→ Requirement
Put every line of the items below into one JSON list of strings, one string per line, omitting blank lines.

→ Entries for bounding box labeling
-------------------------

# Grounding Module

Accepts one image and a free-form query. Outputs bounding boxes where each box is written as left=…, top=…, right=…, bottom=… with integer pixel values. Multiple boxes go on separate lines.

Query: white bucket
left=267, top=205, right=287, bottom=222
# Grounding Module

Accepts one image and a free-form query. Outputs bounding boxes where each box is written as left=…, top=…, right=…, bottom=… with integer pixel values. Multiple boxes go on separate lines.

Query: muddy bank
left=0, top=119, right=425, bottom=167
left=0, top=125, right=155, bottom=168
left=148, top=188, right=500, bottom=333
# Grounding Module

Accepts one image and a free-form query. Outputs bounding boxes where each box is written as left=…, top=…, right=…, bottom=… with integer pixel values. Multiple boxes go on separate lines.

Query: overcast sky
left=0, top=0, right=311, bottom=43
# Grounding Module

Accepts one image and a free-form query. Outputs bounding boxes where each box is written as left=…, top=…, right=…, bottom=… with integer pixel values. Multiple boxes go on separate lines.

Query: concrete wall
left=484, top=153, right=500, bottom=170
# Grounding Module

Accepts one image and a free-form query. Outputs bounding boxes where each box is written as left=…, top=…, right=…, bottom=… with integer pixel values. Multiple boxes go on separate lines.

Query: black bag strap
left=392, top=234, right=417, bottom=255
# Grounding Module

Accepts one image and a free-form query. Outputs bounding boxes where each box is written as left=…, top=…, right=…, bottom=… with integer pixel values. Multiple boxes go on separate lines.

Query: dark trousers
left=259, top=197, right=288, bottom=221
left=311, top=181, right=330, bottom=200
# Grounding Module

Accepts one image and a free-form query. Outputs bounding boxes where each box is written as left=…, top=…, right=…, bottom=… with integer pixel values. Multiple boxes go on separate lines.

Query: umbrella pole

-------------------------

→ Exercise output
[
  "# Grounding Module",
  "Accepts one image and a free-form query. Outputs bounding boxes where each box is written as left=…, top=…, right=…, bottom=… with integer pixel values. Multiple boxes go on separate lines.",
  "Query: white bucket",
  "left=267, top=205, right=287, bottom=222",
  "# Grounding Module",
  "Accepts one image and a free-form query. Outputs bounding boxes where each box is written as left=…, top=…, right=…, bottom=… with integer pixel values. Multiple boxes go on separate lines.",
  "Query: muddy bank",
  "left=0, top=119, right=425, bottom=167",
  "left=0, top=125, right=155, bottom=168",
  "left=148, top=188, right=500, bottom=333",
  "# Grounding Module",
  "Accepts one image and a free-form query. Outputs bounding boxes where each box is written as left=…, top=…, right=…, bottom=… with integer pixel values. Multiple boxes go on separate lines.",
  "Query: overcast sky",
  "left=0, top=0, right=311, bottom=43",
  "# Grounding Module",
  "Accepts one image and a free-form query. Outputs bounding boxes where each box is written as left=…, top=…, right=…, bottom=… with integer pixel values. Multiple boxes go on separate lines.",
  "Query: concrete wall",
  "left=484, top=153, right=500, bottom=170",
  "# Grounding Module",
  "Accepts one image and a free-form query. Outputs bounding boxes where each box is written as left=…, top=…, right=…, bottom=… with integer pixel values. Multiple boxes go on separate lines.",
  "Query: black bag strap",
  "left=392, top=234, right=417, bottom=255",
  "# Grounding Module",
  "Accepts one image and a free-form query. Outputs bounding boxes where each box is written as left=…, top=…, right=…, bottom=… with integer pixel values. Multiple boxes go on separate lines.",
  "Query: dark trousers",
  "left=259, top=197, right=288, bottom=221",
  "left=311, top=181, right=330, bottom=200",
  "# Grounding Module",
  "Accepts one image and a free-form query. Outputs bounding boxes where each box is written as left=…, top=…, right=…, bottom=… with integer pixel values. Multiple boxes go on separate lines.",
  "Query: umbrella pole"
]